• Instructions for the task:
Would you transcribe the line that holds "In the picture above, where can the man's" and all the lines below it, through the final one, exactly and with nothing else?

• Information supplied:

****************

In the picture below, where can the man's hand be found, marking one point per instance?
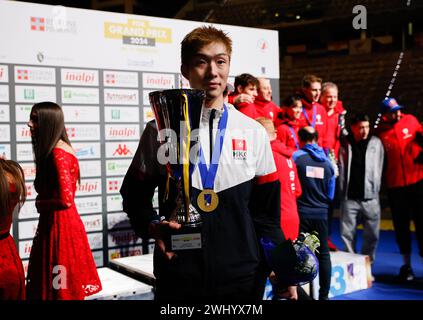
(288, 293)
(243, 97)
(158, 230)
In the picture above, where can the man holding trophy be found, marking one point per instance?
(218, 191)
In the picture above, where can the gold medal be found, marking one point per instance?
(203, 204)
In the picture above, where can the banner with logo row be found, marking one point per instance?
(100, 67)
(105, 113)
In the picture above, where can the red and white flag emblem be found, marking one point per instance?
(239, 145)
(38, 24)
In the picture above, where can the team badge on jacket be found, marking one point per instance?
(239, 149)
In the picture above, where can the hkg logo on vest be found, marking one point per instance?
(239, 149)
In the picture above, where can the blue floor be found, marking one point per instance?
(385, 268)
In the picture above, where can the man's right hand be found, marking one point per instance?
(158, 230)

****************

• Response to the task:
In the picture above, where can the man's right hand be found, marking one point per instance?
(158, 230)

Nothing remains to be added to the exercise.